— Begin EXTRACT —

Georgia has some of the loosest gun laws in the country. The decision comes in the aftermath of heated debates about gun control in the state after a mass shooting at Apalachee High School, northeast of Atlanta, where a 14-year-old boy stands accused of killing two teachers and two students and wounding several others last Sept. 4.
Stephens asked the state Supreme Court to pick one of two federal legal tests used for Second Amendment challenges, 'strict scrutiny' or 'history and tradition,' to evaluate whether Georgia's law is constitutional. The decision, written by Justice Andrew Pinson, says those standards are 'not viable substitutes' for determining what the text of the state Constitution originally meant. Unlike Georgia, the U.S. Constitution doesn't explicitly let legislatures regulate how people carry guns.

— End EXTRACT —
— Begin DATASET ROWS —

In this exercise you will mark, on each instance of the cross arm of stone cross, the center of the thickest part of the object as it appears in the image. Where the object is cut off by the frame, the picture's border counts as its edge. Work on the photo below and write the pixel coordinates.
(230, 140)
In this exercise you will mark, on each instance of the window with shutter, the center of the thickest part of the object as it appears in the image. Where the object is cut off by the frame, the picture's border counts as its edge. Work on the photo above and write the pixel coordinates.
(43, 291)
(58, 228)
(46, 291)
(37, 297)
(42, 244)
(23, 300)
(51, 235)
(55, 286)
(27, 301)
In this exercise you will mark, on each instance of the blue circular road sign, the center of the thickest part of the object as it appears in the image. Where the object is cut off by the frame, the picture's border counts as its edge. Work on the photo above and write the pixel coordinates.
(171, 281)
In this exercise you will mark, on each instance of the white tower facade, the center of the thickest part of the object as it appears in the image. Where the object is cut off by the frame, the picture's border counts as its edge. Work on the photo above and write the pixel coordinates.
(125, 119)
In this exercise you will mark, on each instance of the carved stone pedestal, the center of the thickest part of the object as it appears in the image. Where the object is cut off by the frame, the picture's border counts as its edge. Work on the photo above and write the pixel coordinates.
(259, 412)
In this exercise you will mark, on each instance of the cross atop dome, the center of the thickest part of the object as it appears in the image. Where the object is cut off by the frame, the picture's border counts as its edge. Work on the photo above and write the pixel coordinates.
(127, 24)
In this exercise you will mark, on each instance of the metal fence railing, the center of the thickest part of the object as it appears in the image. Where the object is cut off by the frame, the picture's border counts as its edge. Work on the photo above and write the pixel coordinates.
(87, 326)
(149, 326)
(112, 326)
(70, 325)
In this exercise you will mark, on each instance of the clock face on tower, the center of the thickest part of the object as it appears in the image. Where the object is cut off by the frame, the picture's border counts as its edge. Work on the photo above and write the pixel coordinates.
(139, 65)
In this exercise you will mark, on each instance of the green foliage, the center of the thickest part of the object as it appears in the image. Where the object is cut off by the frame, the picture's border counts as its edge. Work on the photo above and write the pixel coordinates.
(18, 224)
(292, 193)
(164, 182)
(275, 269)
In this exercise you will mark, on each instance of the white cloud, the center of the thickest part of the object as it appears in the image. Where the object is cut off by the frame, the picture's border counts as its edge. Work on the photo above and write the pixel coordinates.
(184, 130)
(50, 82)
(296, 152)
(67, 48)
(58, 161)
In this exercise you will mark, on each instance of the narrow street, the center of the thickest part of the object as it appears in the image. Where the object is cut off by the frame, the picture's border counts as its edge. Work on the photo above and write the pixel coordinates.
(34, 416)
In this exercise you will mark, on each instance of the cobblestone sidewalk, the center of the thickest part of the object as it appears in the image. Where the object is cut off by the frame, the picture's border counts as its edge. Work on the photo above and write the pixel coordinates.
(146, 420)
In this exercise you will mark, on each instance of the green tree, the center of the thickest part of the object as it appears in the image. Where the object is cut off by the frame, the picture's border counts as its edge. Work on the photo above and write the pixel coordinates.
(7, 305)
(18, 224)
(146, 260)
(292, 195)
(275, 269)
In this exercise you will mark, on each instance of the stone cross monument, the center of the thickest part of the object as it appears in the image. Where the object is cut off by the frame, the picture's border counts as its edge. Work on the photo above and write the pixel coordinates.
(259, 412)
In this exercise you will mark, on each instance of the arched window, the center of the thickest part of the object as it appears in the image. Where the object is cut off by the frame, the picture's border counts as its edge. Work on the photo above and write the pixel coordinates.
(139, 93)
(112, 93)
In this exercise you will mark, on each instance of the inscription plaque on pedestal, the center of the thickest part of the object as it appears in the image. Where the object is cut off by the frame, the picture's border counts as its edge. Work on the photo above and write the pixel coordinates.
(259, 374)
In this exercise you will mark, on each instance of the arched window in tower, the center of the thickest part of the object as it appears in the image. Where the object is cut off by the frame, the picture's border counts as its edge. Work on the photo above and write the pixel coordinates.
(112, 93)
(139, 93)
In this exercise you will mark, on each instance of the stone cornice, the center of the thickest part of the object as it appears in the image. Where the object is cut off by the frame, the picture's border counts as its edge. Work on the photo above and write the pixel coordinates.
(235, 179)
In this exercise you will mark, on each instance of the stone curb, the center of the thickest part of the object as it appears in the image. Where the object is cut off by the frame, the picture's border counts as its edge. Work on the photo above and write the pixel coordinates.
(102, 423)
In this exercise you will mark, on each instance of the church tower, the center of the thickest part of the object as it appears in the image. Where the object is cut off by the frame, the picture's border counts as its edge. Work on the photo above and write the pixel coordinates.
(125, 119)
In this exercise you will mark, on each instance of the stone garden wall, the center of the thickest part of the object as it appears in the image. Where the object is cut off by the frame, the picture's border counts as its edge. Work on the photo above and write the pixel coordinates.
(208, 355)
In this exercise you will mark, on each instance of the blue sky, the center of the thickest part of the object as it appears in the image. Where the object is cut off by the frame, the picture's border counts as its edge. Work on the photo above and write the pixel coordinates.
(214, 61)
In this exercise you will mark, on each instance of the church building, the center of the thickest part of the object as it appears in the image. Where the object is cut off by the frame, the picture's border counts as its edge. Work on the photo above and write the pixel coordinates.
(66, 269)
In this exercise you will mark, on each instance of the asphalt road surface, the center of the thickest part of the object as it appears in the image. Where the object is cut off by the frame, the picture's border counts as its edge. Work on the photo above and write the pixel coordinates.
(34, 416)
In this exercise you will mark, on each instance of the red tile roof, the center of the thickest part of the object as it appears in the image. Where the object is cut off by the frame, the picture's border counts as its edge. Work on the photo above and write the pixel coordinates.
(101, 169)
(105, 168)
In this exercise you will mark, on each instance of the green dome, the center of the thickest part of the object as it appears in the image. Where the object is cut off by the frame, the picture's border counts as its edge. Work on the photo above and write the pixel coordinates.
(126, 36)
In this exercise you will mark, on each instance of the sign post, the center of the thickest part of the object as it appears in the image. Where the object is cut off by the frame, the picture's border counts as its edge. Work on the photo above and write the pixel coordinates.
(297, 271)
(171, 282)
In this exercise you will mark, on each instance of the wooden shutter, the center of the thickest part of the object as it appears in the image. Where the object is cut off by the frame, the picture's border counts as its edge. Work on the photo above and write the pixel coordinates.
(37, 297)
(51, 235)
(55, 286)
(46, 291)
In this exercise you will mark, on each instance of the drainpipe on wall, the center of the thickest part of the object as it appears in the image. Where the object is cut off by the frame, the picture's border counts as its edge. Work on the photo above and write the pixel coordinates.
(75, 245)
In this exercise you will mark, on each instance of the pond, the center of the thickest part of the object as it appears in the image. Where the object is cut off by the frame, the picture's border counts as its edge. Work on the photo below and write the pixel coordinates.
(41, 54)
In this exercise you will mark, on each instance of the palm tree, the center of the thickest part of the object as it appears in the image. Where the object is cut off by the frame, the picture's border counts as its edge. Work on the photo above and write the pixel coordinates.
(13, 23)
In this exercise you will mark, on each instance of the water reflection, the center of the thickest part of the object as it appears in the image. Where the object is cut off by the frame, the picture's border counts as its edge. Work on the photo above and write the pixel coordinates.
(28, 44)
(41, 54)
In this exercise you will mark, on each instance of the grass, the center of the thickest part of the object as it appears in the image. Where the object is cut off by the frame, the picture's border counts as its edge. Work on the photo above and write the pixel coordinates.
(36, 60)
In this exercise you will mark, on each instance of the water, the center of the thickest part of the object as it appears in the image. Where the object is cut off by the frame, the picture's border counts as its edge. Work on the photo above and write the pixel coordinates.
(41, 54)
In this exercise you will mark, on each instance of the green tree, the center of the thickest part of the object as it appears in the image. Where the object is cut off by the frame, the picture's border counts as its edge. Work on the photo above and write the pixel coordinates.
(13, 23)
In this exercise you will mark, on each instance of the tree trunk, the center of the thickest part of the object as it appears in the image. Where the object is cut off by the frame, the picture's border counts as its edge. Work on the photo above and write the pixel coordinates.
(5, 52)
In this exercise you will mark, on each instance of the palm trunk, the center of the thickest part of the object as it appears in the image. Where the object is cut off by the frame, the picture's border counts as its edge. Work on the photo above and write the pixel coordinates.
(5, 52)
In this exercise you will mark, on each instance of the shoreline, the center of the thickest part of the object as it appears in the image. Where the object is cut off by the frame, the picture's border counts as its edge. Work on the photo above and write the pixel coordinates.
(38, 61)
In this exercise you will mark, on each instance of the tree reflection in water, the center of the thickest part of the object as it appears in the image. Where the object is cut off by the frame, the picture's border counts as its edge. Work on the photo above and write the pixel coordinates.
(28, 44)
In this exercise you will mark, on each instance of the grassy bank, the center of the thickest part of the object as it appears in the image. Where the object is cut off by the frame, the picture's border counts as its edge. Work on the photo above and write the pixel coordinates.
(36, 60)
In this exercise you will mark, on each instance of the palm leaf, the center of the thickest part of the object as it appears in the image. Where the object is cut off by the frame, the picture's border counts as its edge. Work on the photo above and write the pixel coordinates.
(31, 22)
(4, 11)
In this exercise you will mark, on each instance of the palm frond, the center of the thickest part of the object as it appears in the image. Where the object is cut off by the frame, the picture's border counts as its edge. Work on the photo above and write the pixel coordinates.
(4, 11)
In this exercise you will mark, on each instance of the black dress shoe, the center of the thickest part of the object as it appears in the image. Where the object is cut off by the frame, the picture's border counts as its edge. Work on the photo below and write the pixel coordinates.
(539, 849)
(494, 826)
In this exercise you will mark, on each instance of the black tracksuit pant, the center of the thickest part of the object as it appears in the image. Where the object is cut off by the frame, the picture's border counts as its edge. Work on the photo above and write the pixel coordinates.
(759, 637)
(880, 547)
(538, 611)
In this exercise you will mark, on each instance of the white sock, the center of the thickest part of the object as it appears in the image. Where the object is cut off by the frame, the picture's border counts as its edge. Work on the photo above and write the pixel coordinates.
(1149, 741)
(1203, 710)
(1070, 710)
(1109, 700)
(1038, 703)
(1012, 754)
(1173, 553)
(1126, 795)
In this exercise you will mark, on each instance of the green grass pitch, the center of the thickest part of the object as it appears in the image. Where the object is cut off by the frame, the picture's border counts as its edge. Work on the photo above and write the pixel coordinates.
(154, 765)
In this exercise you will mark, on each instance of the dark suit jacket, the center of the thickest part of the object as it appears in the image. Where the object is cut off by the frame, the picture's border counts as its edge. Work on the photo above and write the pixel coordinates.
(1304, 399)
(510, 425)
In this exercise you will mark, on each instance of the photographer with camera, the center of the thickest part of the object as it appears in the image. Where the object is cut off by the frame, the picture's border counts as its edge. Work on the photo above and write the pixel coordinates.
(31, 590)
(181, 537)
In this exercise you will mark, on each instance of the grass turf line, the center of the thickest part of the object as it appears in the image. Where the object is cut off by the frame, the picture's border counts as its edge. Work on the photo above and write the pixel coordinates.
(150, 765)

— End DATASET ROWS —

● WRITTEN PROBLEM A: Shorten the paragraph of the Georgia gun law text that begins "Stephens asked the state Supreme Court" into a short list that keeps its main facts.
● WRITTEN PROBLEM B: Update the Georgia gun law text from "Georgia has some" to "people carry guns.", putting "educators" in place of "teachers".
● WRITTEN PROBLEM C: Carry the text on Georgia's gun laws further, starting after its final sentence.

● EXERCISE RESPONSE A:
- Stephens asked the Georgia Supreme Court to evaluate the state's gun law with one of two federal Second Amendment tests: "strict scrutiny" or "history and tradition."
- Justice Andrew Pinson's decision calls those standards "not viable substitutes" for determining the original meaning of the state Constitution's text.
- Unlike Georgia's constitution, the U.S. Constitution doesn't explicitly let legislatures regulate how people carry guns.

● EXERCISE RESPONSE B:
Georgia has some of the loosest gun laws in the country. The decision comes in the aftermath of heated debates about gun control in the state after a mass shooting at Apalachee High School, northeast of Atlanta, where a 14-year-old boy stands accused of killing two educators and two students and wounding several others last Sept. 4.
Stephens asked the state Supreme Court to pick one of two federal legal tests used for Second Amendment challenges, 'strict scrutiny' or 'history and tradition,' to evaluate whether Georgia's law is constitutional. The decision, written by Justice Andrew Pinson, says those standards are 'not viable substitutes' for determining what the text of the state Constitution originally meant. Unlike Georgia, the U.S. Constitution doesn't explicitly let legislatures regulate how people carry guns.

● EXERCISE RESPONSE C:
Pinson wrote in the decision that construing the meaning of a constitutional provision 'requires careful attention to not only the language of the clause in question, but also its broader legal and historical context.'
Stephens' attorney John Monroe argued the law infringed on his client's rights. He also called it an arbitrary law because military training focuses on weapons other than handguns. But he knew unraveling the law would be an uphill battle.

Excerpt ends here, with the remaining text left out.